Note that the assembly is built with ulp-asm, a project by the same author as ulp-forth. It is slightly different than the Espressif or micropython compilers.

Words built with ASSEMBLY-BOTH should not access the return stack. A return is automatically appended to the subroutine threaded assembly.

Example:

\ token threaded
c" move r0, "
0x10 \ include this number
2 \ we want to compile the 2 items on the stack

\ subroutine threaded
c" move r1, "
0x11 \ include this number
2 \ we want to compile the 2 items on the stack

ASSEMBLY-BOTH MY-EXAMPLE

That will create a word MY-EXAMPLE which will output the token threaded assembly:

move r0, 16
jump next

and the subroutine threaded assembly:

move r1, 17
add r2, r2, 1
jump r2

READ_RTC_REG

READ_RTC_REG ( addr low width "\<spaces\>name" -- )

## Supplied records
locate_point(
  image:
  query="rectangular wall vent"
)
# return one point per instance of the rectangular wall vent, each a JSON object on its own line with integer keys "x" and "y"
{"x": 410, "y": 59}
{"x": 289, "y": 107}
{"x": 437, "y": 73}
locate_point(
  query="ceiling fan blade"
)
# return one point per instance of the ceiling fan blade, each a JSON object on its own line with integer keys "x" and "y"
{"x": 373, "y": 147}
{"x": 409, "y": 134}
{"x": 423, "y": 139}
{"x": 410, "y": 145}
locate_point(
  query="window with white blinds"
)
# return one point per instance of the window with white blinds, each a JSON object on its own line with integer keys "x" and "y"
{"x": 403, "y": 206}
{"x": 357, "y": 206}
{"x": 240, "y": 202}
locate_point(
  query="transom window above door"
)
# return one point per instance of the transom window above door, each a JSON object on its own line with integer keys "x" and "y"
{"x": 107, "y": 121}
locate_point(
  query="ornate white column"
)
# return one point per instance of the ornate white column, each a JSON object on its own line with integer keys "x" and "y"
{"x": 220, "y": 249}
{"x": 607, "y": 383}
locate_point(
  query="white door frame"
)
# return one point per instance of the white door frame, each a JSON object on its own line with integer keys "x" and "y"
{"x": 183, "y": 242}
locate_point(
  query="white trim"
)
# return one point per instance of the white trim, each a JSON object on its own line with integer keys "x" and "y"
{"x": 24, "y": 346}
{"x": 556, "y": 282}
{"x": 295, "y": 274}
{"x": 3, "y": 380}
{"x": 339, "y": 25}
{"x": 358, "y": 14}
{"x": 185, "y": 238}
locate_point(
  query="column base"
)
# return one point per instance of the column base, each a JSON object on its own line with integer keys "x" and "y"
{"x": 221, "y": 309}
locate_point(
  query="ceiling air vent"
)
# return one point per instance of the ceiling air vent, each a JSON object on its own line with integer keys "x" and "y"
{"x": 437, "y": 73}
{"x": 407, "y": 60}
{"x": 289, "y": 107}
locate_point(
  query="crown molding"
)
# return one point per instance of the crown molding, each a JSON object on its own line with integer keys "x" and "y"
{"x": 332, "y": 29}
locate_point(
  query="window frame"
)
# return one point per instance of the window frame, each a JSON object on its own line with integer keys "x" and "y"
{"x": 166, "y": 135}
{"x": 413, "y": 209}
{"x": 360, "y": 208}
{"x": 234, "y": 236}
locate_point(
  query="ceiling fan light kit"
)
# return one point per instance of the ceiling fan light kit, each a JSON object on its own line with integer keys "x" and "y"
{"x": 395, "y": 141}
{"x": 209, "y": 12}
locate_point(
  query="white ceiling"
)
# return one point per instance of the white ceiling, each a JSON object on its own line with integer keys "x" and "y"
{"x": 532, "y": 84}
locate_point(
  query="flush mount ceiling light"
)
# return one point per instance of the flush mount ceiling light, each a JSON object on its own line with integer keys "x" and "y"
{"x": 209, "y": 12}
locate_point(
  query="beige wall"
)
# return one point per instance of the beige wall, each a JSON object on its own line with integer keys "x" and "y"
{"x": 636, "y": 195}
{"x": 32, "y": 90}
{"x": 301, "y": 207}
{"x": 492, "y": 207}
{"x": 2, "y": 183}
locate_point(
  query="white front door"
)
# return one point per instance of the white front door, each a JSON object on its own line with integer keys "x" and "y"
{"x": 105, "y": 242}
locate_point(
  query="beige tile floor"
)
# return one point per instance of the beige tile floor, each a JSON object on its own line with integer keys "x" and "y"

## Stated goal 1
In the ulp-forth text, reproduce the passage that begins at the words "Note that the" and stops after the words "subroutine threaded assembly.".
## Stated goal 2
Answer these questions from the ulp-forth text:
(a) With which project is the assembly built?
(b) What is automatically appended to the subroutine threaded assembly?
(c) In the subroutine threaded output of MY-EXAMPLE, what number is moved into r1?
## Stated goal 3
Resume the ulp-forth text after its final line, carrying its description forward.

## Task output 1
Note that the assembly is built with ulp-asm, a project by the same author as ulp-forth. It is slightly different than the Espressif or micropython compilers.

Words built with ASSEMBLY-BOTH should not access the return stack. A return is automatically appended to the subroutine threaded assembly.

## Task output 2
(a) ulp-asm
(b) A return
(c) 17

## Task output 3
Skip leading spaces. Parse name delimited by a space. Create an assembly definition for name that reads from RTC address addr, low bit low, width width; the result is placed on the stack.

WRITE_RTC_REG

WRITE_RTC_REG ( addr low width data "\<spaces\>name" -- )

Skip leading spaces. Parse name delimited by a space. Create an assembly definition for name that writes to RTC address addr, low bit low, width width.

2WRITE_RTC_REG

2WRITE_RTC_REG
( addr0 high0 low0 data0
  addr1 high1 low1 data1 "\<spaces\>name" -- )

Skip leading spaces. Parse name delimited by a space. Create an assembly definition for name that writes to RTC address addr0 followed by address addr1.

System words

System words only run on the ULP.

HALT

HALT ( -- )

Halt execution of the ULP. Execution will resume at the instruction immediately following the HALT on both token and subroutine threaded models.

MUTEX.TAKE

MUTEX.TAKE ( -- )

Takes the software mutex. The example project includes esp32 code to use this but a better way to use it needs to be written.

MUTEX.GIVE

MUTEX.GIVE ( -- )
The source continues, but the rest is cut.